REQUEST 1> Gather every line of the listing below that contains the string "target".

SELECTED PASSAGE>
────────────────────────────────────────
Some Address Math
for the
68000
After a break for multi-byte negation, because address math is so important, I think I should show you explicit 68000 corollaries for what I've shown you for the 6809, as well as the routines for the 6801 and for the 6800.
When instructions become more general, they often take more bytes to encode. This is especially clear for the 68000. And when you generalize an operation, it often takes more instructions to implement -- even with a more powerful instruction set CPU. And the more you repeat those multiple instructions, the more opportunity you have to make mistakes.
More than speed and byte count, this is why we define utility routines like we just looked at for the 6800 and
6801. We don't want to give ourselves too many opportunities for mistakes. (Macros can help with this, but we won't talk about that just yet.)
Between the 6809 and the 68000, it can be kind of a wash -- when you're working on 16-bit numbers and small applications that fit in a 64K memory space. When you start working with 32-bit numbers, it's advantage 68000, ... except then you also tend to work with 32-bit addresses, and the addresses can make byte count swell.
I transliterated the fig implementation of Forth from 6800 to 68000, and the object image size increased by about 80% (real rough estimate). This is because I didn't want to restrict it to operating in the lower 32K of memory, minus the interrupt vector table, so the virtual machine i-codes (function addresses, really) swelled from 16-bit to 32-bit. And since the Forth is mostly a clot of i-codes, the overall image size swells.
I started a conversion to direct call, which I got lost in (partly motivating this tutorial), and the code size does seem to improve a bit, but not completely to the size of the 6809 image.
Do look at assembly listings when you try to compare code sizes for stuff.
In particular, the 68000 will often seem to take about twice the
code bytes that the 6809 takes in these snippets. But when we move to concrete code where pieces come together, the code size comes down closer to the 6809 code size.
And I'll note again, being able to use single instructions instead of utility routines is nice, but it's actually more important that the 68000 has something of an optimal number of registers, so we don't have to worry about pseudo-registers in memory when switching processes.
As always, read the code and the comments in the code, and open up separate browser windows and compare side-by-side.
I'm showing the entire 68000 code in a single block because the abstract operations don't quite map the same, but I'm keeping the order roughly the same to keep it easy to find what to compare.
How registers are mapping when moving from 6809 to 68000 --
- I'm mapping the 6809's S to A7, of course;
- U to A6;
- DP will map to A5;
- X mostly to A0;
- Y to whatever.
- B is sort-of mapped to D7;
- A is sort-of mapped to D6 or the top bytes of D7 or D5 or something, depending on what I need it to do.
(And please don't just copy-and-paste code without thinking.)
────────────────────────────────────────
TASK INPUTS>
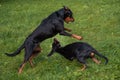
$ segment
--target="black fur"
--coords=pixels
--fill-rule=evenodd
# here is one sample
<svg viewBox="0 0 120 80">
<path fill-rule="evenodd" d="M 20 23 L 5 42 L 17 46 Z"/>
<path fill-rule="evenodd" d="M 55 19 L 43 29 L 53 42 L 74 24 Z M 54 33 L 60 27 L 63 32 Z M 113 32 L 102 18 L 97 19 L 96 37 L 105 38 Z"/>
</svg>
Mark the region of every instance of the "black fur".
<svg viewBox="0 0 120 80">
<path fill-rule="evenodd" d="M 52 44 L 52 50 L 48 54 L 48 56 L 51 56 L 54 52 L 61 54 L 62 56 L 64 56 L 66 59 L 70 61 L 77 58 L 79 62 L 85 64 L 86 66 L 87 64 L 85 60 L 88 58 L 94 57 L 94 56 L 91 56 L 91 53 L 94 53 L 99 57 L 104 58 L 106 60 L 105 64 L 108 63 L 107 57 L 100 54 L 91 45 L 85 42 L 74 42 L 64 47 L 61 47 L 60 42 L 57 39 L 54 39 L 54 42 Z"/>
<path fill-rule="evenodd" d="M 64 21 L 69 17 L 71 20 L 68 22 L 73 22 L 72 11 L 64 7 L 58 11 L 53 12 L 50 16 L 45 18 L 41 24 L 26 38 L 24 43 L 18 48 L 15 52 L 8 54 L 7 56 L 16 56 L 21 52 L 22 49 L 25 49 L 24 64 L 30 59 L 33 53 L 40 52 L 39 43 L 42 41 L 55 36 L 56 34 L 64 36 L 72 36 L 72 34 L 65 32 L 64 30 Z M 36 49 L 39 50 L 37 51 Z"/>
</svg>

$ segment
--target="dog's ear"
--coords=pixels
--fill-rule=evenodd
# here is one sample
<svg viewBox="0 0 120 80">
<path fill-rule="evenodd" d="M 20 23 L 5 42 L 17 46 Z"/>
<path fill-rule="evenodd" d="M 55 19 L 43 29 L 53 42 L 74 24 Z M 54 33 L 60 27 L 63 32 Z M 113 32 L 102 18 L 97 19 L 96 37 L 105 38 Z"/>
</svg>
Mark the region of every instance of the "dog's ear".
<svg viewBox="0 0 120 80">
<path fill-rule="evenodd" d="M 57 43 L 57 42 L 59 42 L 59 41 L 57 40 L 57 38 L 54 38 L 54 43 Z"/>
</svg>

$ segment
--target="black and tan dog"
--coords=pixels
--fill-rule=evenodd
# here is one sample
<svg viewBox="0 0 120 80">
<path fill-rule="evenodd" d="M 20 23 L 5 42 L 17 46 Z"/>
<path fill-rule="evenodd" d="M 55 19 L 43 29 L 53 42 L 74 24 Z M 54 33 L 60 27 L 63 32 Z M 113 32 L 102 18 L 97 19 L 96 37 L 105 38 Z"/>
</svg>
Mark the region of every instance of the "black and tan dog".
<svg viewBox="0 0 120 80">
<path fill-rule="evenodd" d="M 108 63 L 107 57 L 98 53 L 98 51 L 96 51 L 91 45 L 85 42 L 75 42 L 68 44 L 65 47 L 61 47 L 60 42 L 57 39 L 54 39 L 52 50 L 48 56 L 51 56 L 54 52 L 58 52 L 70 61 L 77 58 L 77 60 L 83 64 L 81 70 L 84 70 L 87 67 L 86 59 L 88 58 L 91 58 L 95 63 L 100 64 L 100 61 L 95 58 L 95 54 L 104 58 L 106 60 L 105 64 Z"/>
<path fill-rule="evenodd" d="M 68 7 L 64 7 L 53 12 L 41 22 L 41 24 L 26 38 L 24 43 L 15 52 L 11 54 L 6 53 L 8 56 L 16 56 L 22 49 L 25 49 L 24 61 L 19 68 L 19 73 L 22 72 L 27 61 L 29 61 L 30 65 L 33 66 L 32 59 L 41 51 L 39 43 L 42 41 L 51 38 L 58 33 L 78 40 L 82 39 L 81 36 L 65 32 L 65 30 L 70 31 L 70 29 L 64 28 L 64 21 L 66 23 L 73 22 L 74 18 L 72 15 L 73 13 Z"/>
</svg>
────────────────────────────────────────
REQUEST 2> Retype the passage on 68000 address math above, everything from "I'm showing the" down to "what to compare.".

FULL OUTPUT 1>
--target="black fur"
--target="dog's ear"
--target="black and tan dog"

FULL OUTPUT 2>
I'm showing the entire 68000 code in a single block because the abstract operations don't quite map the same, but I'm keeping the order roughly the same to keep it easy to find what to compare.